[Entries]

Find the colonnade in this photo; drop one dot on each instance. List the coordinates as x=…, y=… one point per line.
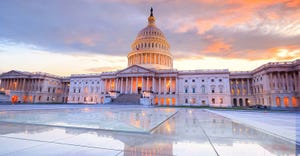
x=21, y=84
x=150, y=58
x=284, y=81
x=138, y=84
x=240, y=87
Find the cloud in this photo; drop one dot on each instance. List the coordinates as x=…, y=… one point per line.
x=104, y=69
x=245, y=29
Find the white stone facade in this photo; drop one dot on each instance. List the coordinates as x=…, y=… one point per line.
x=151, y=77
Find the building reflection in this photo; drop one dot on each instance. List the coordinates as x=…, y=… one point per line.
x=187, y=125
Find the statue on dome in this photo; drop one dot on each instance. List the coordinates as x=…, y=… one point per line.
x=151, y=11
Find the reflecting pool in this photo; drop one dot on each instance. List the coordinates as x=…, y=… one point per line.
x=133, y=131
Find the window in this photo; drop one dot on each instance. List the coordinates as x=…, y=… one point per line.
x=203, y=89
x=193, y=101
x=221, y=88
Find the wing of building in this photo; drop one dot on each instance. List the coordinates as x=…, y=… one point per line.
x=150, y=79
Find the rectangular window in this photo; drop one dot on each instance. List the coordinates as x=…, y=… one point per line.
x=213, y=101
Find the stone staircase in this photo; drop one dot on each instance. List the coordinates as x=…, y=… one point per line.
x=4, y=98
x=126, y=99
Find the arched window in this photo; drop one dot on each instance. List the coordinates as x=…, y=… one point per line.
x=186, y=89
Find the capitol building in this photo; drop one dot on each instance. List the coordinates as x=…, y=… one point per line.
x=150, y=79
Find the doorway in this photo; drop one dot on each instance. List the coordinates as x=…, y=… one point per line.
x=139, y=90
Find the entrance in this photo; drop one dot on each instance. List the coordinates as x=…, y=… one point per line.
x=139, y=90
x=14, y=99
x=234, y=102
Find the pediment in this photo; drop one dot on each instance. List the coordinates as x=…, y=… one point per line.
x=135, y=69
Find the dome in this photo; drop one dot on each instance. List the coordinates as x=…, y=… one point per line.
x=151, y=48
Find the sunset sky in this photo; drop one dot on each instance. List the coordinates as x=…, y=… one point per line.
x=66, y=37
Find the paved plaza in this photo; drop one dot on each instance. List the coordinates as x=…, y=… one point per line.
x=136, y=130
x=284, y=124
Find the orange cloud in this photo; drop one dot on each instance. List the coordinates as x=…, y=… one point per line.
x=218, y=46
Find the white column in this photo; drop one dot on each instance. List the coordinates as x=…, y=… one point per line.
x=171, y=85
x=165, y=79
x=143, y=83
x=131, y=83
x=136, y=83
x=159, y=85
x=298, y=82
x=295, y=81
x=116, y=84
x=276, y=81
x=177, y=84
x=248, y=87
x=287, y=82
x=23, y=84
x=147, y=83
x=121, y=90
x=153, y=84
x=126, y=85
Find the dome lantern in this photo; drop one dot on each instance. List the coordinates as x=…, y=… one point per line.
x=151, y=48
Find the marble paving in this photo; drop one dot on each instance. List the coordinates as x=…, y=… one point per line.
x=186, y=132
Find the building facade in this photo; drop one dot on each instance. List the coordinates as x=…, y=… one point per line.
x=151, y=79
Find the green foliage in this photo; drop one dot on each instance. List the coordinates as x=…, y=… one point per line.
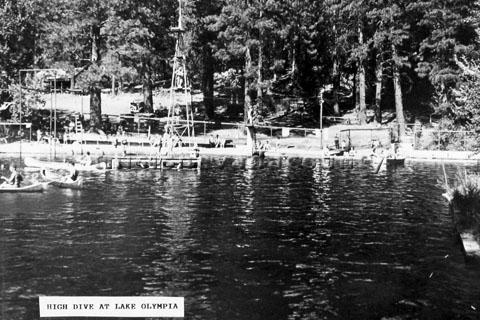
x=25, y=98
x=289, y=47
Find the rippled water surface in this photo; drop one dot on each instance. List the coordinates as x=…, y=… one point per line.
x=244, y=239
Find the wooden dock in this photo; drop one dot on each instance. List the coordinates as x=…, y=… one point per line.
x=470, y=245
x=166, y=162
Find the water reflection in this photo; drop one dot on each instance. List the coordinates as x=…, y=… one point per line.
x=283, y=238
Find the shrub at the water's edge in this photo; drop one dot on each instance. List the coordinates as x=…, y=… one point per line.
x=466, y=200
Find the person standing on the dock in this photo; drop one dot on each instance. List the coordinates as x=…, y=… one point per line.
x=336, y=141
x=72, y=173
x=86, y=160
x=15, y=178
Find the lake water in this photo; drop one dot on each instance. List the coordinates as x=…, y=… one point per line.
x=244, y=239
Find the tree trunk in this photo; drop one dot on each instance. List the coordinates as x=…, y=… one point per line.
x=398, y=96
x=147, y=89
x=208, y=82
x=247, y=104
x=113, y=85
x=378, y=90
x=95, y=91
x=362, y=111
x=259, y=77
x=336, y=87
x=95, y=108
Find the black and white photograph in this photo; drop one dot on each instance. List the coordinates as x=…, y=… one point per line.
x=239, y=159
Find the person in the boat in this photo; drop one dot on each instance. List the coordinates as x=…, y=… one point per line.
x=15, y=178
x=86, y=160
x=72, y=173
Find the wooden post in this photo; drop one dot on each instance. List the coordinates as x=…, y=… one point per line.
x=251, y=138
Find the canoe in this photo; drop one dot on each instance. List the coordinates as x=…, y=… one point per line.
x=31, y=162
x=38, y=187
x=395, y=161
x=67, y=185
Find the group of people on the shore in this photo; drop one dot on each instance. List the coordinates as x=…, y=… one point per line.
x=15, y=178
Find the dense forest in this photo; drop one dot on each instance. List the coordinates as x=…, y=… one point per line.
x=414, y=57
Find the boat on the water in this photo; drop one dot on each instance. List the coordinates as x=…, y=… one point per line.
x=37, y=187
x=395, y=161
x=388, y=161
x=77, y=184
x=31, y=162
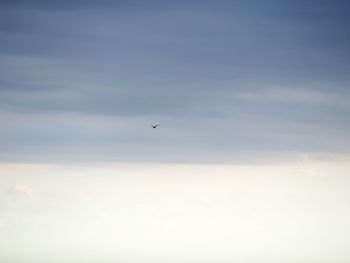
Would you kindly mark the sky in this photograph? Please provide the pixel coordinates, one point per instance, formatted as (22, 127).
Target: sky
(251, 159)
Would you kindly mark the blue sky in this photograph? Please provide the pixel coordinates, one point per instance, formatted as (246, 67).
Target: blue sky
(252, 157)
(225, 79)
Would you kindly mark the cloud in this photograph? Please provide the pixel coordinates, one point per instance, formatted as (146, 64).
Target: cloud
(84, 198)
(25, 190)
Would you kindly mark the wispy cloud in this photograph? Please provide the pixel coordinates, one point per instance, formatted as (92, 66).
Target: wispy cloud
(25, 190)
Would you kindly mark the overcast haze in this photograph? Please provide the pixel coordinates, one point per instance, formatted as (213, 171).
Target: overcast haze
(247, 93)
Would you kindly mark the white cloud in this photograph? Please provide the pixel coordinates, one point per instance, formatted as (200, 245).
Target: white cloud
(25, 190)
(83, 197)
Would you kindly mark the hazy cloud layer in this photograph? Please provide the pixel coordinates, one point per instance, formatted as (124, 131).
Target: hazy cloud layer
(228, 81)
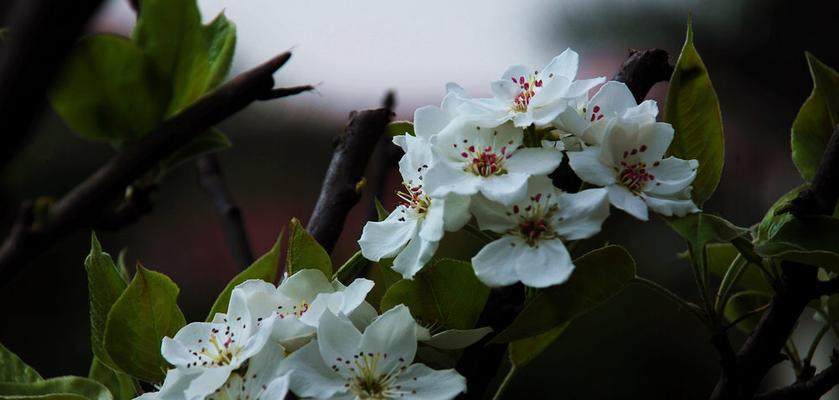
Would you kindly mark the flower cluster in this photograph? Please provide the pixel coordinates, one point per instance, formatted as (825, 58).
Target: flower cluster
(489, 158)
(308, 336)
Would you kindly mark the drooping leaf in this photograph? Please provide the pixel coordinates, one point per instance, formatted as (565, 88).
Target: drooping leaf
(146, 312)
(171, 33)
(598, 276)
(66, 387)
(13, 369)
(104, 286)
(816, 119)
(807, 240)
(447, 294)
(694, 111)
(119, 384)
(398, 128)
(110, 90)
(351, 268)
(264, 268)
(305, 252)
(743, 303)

[Problem to solve] Reproduce only the lines from the very first one through the line containing "x=234, y=102", both ends included, requests and all. Shift every coordinate in the answers by adding -126 to it, and leave the pictures out.

[Exercise result]
Find the colonnade in this photo; drop one dot on each instance. List the coordinates as x=…, y=… one point per line.
x=-105, y=-42
x=24, y=-68
x=158, y=-45
x=12, y=-42
x=114, y=-39
Find the cloud in this photo; drop one dot on each instance. List the coordinates as x=…, y=… one point per line.
x=-22, y=-57
x=119, y=-97
Find the white stone facade in this photo; drop one dot on each instance. List the coordinates as x=…, y=… one point per line.
x=25, y=-49
Find the building reflection in this photo; drop one dot on each instance. List the coordinates as x=…, y=… one point per line.
x=61, y=-1
Find the statue on dome in this photo; drop one dot on each instance. List the coordinates as x=…, y=… one point per line.
x=25, y=-115
Find the reflecting pool in this photo; drop one dot on each instance. List the coordinates as x=…, y=… one point per line.
x=7, y=5
Find the window in this photo; drop one dot on each instance. List the coordinates as x=…, y=… one point per line.
x=77, y=-37
x=67, y=-25
x=95, y=-38
Find the wing of building in this photo; drop one dot on each instance. List the coordinates as x=…, y=… one point per line.
x=24, y=-47
Find the rectangular window in this photo; drop one dot on each instance. List the coordinates as x=…, y=… one point per line.
x=87, y=-25
Find the stone staircase in this photo; drop one dot on each instance. List the coordinates as x=…, y=… one point per line.
x=-122, y=-28
x=0, y=-27
Find the arched window in this photo; drop one dot on each instance. List the coordinates as x=…, y=… one point per line.
x=60, y=-37
Find the capitol building in this photo; drop one dot on each instance. List the coordinates as x=…, y=… one point per line.
x=24, y=-47
Find the doorway in this photo; drop one dot on each instance. List the coordinates as x=…, y=… one point per line.
x=13, y=-36
Find the entrance in this photo; drop one dot on each instance. List the coordinates as x=…, y=… one point per line.
x=13, y=-36
x=-112, y=-27
x=108, y=-24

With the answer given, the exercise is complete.